**WORK REQUIRED:**
Report every line of the data where the string "window" appears.

**INPUT DATA:**

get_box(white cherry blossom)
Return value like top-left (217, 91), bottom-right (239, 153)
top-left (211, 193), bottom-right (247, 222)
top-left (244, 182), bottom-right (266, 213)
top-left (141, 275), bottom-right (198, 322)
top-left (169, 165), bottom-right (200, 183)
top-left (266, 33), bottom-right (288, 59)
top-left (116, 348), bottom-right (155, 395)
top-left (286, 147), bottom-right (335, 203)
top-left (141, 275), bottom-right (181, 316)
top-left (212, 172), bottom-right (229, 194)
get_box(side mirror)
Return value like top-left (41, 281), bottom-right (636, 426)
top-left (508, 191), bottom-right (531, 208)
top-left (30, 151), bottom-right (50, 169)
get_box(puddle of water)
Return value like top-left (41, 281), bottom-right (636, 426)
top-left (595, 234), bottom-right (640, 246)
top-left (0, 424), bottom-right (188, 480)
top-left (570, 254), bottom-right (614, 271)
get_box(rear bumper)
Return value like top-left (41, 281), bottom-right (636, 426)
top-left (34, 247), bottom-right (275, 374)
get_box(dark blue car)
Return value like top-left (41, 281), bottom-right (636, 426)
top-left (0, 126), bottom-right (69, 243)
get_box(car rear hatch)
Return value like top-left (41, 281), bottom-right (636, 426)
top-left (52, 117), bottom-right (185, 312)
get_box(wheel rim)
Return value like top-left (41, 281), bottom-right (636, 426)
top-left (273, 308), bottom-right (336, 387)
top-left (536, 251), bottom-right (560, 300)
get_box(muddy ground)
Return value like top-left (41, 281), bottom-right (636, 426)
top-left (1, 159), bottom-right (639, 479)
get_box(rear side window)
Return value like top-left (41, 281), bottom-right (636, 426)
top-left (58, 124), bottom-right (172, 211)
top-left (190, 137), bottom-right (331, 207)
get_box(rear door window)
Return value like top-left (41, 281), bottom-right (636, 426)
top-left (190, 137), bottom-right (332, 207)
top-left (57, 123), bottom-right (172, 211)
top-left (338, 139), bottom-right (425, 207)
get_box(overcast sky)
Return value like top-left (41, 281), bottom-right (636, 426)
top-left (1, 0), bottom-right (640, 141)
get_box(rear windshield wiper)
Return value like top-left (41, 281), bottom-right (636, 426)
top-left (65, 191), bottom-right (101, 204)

* * *

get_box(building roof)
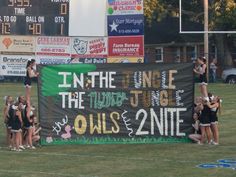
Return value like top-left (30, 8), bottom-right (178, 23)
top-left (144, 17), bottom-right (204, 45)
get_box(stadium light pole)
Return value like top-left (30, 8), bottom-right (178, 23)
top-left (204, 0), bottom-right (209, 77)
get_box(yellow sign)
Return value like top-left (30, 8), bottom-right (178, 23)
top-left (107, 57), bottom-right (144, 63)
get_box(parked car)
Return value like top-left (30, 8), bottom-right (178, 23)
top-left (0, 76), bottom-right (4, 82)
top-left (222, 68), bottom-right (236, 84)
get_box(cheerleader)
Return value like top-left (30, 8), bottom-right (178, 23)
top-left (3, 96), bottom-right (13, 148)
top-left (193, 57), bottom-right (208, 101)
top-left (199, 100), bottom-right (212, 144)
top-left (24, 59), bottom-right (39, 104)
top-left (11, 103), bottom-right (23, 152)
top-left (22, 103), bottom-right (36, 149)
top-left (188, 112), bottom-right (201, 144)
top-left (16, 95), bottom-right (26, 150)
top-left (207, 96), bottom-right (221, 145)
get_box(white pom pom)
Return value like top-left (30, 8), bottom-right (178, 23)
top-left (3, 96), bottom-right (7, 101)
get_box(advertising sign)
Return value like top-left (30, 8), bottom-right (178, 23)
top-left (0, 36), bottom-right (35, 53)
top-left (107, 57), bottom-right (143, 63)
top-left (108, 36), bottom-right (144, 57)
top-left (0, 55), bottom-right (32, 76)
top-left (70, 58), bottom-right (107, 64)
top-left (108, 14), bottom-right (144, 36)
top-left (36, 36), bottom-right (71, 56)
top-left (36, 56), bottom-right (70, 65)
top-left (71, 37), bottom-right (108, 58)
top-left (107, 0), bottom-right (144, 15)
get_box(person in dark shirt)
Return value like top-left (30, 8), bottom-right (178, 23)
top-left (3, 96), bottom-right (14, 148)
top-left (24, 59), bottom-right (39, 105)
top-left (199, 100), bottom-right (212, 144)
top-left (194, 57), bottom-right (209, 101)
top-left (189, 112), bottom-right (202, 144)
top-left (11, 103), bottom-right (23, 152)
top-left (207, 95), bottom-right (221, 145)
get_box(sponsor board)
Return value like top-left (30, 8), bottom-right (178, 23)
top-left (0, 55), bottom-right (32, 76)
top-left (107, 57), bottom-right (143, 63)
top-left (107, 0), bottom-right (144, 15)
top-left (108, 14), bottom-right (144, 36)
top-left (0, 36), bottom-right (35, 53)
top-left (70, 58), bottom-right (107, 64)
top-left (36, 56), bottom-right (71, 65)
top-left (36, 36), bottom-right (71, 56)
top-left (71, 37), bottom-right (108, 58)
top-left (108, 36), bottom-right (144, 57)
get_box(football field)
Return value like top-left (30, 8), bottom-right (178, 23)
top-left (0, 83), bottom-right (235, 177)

**TASK OUTPUT:**
get_box(rear side window)
get_box(rear door window)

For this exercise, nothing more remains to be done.